#### DIRECTIVE
Rewrite everything from the line containing "Quick question — can you spot any tail" down to the end of the entries below, requests included. Scale each bounding-box coordinate in the answers by 1.95 and round to whole numbers, halves up, leaving the requests and their sample coordinates unchanged.

===

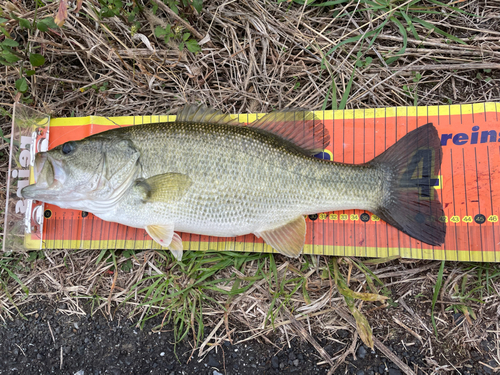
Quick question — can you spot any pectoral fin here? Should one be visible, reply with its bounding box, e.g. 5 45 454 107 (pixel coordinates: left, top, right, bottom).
256 216 306 258
134 173 192 203
168 233 184 262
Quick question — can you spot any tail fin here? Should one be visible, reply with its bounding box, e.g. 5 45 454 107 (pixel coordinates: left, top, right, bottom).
369 124 446 246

===

#### RESULT FOR THIS EXERCISE
Quick question — can you spot any tail fin here? Should one be visible, reply with its bounding box, e.g. 5 45 454 107 (pixel coordinates: left, top, right, bottom).
720 242 870 480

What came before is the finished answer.